> Instructions to follow
The answer is an exact repeat of the entries below, with the pictures omitted.

======== Extracted records

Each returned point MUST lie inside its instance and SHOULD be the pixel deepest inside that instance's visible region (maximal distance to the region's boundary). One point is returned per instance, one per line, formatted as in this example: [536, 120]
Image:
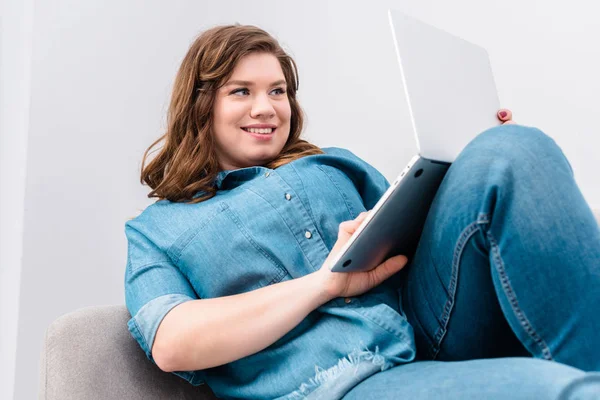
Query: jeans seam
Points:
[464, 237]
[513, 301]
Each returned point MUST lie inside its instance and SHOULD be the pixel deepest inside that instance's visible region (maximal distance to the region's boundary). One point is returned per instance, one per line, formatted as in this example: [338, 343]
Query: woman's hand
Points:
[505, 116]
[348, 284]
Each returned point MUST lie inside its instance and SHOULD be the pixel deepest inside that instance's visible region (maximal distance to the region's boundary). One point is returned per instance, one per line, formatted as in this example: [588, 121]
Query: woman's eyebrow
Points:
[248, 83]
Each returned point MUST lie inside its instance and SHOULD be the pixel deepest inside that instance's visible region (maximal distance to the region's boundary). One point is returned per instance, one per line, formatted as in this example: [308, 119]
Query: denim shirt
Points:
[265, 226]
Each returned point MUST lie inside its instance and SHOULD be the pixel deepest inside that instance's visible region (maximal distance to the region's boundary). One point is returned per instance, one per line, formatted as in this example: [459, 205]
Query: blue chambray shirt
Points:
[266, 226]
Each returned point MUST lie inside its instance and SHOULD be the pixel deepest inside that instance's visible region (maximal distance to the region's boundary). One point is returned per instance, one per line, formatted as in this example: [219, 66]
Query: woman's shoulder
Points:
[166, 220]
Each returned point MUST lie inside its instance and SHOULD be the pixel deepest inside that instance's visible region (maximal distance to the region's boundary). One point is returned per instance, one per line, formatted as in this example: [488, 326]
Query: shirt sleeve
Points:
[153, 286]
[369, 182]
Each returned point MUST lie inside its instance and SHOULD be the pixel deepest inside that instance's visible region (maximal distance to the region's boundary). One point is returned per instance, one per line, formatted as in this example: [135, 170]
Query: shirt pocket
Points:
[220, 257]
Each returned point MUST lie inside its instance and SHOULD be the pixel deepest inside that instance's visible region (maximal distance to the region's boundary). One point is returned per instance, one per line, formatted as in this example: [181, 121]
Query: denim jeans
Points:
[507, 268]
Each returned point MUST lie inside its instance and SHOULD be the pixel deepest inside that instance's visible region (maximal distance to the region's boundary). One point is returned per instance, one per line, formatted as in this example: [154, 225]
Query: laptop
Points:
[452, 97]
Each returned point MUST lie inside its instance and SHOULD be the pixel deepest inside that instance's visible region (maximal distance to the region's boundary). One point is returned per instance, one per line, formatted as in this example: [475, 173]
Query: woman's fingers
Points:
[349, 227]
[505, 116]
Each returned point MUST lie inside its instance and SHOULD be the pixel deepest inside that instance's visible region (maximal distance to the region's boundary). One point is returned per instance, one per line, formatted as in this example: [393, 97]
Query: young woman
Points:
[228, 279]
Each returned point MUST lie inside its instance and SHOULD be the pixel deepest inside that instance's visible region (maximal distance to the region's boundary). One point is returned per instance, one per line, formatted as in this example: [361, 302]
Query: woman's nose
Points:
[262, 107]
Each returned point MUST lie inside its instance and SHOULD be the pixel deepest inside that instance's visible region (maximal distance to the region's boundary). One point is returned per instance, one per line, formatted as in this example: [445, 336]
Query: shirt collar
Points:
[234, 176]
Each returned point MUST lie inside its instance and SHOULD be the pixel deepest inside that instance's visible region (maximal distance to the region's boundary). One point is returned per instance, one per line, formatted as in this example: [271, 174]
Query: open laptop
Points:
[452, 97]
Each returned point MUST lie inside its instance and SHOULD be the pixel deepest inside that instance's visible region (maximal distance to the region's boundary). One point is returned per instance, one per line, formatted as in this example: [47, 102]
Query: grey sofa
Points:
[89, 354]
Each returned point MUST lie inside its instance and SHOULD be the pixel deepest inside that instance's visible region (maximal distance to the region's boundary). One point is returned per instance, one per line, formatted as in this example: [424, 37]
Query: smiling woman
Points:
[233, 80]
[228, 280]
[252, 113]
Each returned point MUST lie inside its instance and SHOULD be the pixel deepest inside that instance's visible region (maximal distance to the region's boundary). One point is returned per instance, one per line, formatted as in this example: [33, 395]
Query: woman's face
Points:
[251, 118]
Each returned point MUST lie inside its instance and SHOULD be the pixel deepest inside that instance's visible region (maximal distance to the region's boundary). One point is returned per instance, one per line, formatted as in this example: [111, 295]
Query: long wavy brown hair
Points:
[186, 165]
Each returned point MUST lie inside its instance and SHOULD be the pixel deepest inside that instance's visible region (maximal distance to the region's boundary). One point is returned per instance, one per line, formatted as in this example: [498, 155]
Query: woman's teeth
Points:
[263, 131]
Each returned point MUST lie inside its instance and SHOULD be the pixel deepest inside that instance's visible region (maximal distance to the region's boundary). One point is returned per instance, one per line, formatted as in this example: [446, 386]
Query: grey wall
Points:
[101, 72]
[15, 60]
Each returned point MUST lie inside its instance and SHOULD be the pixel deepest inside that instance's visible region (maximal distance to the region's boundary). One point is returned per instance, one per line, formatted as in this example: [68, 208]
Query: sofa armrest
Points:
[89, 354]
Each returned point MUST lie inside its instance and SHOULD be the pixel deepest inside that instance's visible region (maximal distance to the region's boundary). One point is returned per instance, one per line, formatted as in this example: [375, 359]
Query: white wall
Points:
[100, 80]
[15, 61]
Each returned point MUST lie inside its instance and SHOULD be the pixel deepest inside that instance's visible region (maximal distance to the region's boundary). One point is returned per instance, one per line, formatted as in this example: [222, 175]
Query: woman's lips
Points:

================

> Answer space
Each returned point MUST lie inside its instance and SHOULD be the pixel deepest inside that instance's visible region (maximal distance to the region's boundary). One point is returned per instance, one per line, formatted as in this example: [536, 120]
Image:
Query: jeans seam
Points:
[464, 237]
[513, 301]
Each returned point MUST lie inside its instance and SHOULD be the pixel deepest inside that instance's visible region (maximal distance to the region's boundary). One point is returned per instance, one per line, formatted as in this example: [338, 343]
Query: woman's hand
Points:
[505, 116]
[348, 284]
Each returned point MUST lie inside its instance and SHOULD be the pixel deepest inside that instance's visible region (maximal distance to the region's boundary). One point is returned per instance, one per line, formatted as in this example: [588, 121]
Query: woman's eyebrow
Points:
[248, 83]
Each returned point MUST lie inside its instance and SHOULD be the pixel deepest inside that instance's visible region (maximal distance to the region's boundary). One point is returned per instance, one per line, formatted as in this example: [308, 119]
Query: denim shirt
Points:
[265, 226]
Each returned point MUST lie inside its instance and SHOULD be the pixel deepest inside that instance's visible region (maximal distance to the region's boundary). One point is returned per instance, one per line, formatted as in this example: [459, 205]
Query: blue chambray shirt
Points:
[266, 226]
Each returned point MUST lie inside its instance and SHOULD be the pixel deepest inside that instance's visible region (maximal distance to the region's boundary). One point is returned per instance, one per line, formatted as in this example: [219, 66]
Query: woman's shoulder
Points:
[166, 220]
Each returned point MUST lie inside its instance and SHOULD be the pixel deepest inside that instance's visible region (maximal distance to the region's boundary). One point is returned per instance, one per line, formatted as in this example: [488, 326]
Query: shirt sleeve
Points:
[153, 286]
[369, 182]
Each returned point MUST lie inside its instance and SHOULD be the pixel deepest inside that instance's visible region (maximal distance to the region's boundary). One point is returned per instance, one per line, formatted as in this example: [135, 170]
Query: shirt pocket
Points:
[220, 257]
Each returned point MUST lie inside its instance and SHOULD be the pixel deepest inside that instance's visible region (maximal distance to the region's boundary). One point is returned per instance, one per line, formatted as in this example: [181, 121]
Query: denim jeans
Points:
[507, 268]
Each returned point MUST lie inside its instance and SHOULD be the pixel deepest inside that instance's visible region (maximal distance to the region's boundary). One point is returned per instance, one per line, formatted as in this example: [154, 225]
Query: laptop
Points:
[452, 97]
Each returned point MUST lie inside its instance and SHOULD be the pixel deepest inside that instance's visible region (maximal distance to the region's boundary). One point is returned per instance, one per line, formatted as in this example: [475, 173]
Query: woman's fingers
Points:
[349, 227]
[505, 116]
Each returned point MUST lie inside its instance and SHOULD be the pixel deepest inside that instance's visible region (maximal distance to the region's boundary). One point is returned per instance, one per line, formatted as in this example: [393, 97]
Query: young woman
Points:
[228, 279]
Each returned point MUST lie inside its instance and SHOULD be the pixel deepest inside that instance's visible region (maximal distance to the region's boundary). One point is returned per instance, one per line, formatted as in this example: [361, 302]
Query: woman's nose
Points:
[262, 107]
Each returned point MUST lie inside its instance and SHOULD be the pixel deepest inside that instance's visible region (maximal distance to the region's boundary). One point is returned per instance, one per line, formatted as in this example: [445, 336]
Query: shirt collar
Points:
[234, 176]
Each returned point MUST lie inside its instance and SHOULD be the pixel deepest inside that instance's visible region (maximal distance to the region's boundary). One point is returned per instance, one per line, formatted as in this example: [271, 174]
Query: open laptop
Points:
[452, 97]
Each returned point MUST lie inside its instance and SHOULD be the pixel deepest inside that instance's visible region (maximal distance to the region's boundary). One point is returned per instance, one per line, formatted as in this example: [47, 102]
Query: grey sofa
Points:
[89, 354]
Each returned point MUST lie inside its instance and SHOULD be the pixel deepest inside that instance's visible region (maximal distance to the region's boundary). One point is returned per instance, one per line, formatted as in this example: [424, 37]
Query: smiling woman
Points:
[233, 80]
[228, 280]
[252, 113]
Each returned point MUST lie inside its instance and SHOULD be the pixel deepest inside that instance's visible region (maximal distance to the region's boundary). One point is returned per instance, one per line, formatted as in this example: [33, 395]
Query: woman's face
Points:
[251, 118]
Each returned point MUST lie inside its instance and SHOULD be the pixel deepest inside that instance's visible region (maximal distance to the region's boundary). One point is returned per instance, one per line, formatted as in this example: [111, 295]
Query: long wavy brown hair
Points:
[186, 165]
Each returned point MUST lie inside its instance and SHOULD be the pixel deepest inside that instance's visible region (maximal distance to the region's boundary). One point is returned per instance, one per line, formatted as in this example: [498, 155]
Query: woman's teeth
Points:
[263, 131]
Each returned point MUST lie inside its instance and SHOULD be the pixel deepest inside that instance's visible region (maximal distance to the region's boundary). One point is returned per instance, one per line, formatted as in this example: [446, 386]
Query: grey wall
Points:
[101, 72]
[15, 60]
Each returned point MUST lie inside its instance and SHOULD be the pixel deepest inside that instance's visible region (maximal distance to the region's boundary). One point is returned per instance, one per line, formatted as in this example: [68, 208]
Query: sofa armrest
Points:
[89, 354]
Each returned point MUST lie inside its instance and SHOULD be the pixel deepest inside that instance's visible region (maximal distance to the region's boundary). One point is returned per instance, one per line, formatted as in this example: [375, 359]
Query: white wall
Points:
[100, 80]
[15, 61]
Each returned point MUST lie inside its instance and SHOULD be the pixel deepest inside that instance's visible region (maximal distance to the region's boundary). One point is returned per instance, one per line, formatted as in this example: [222, 175]
Query: woman's lips
Points:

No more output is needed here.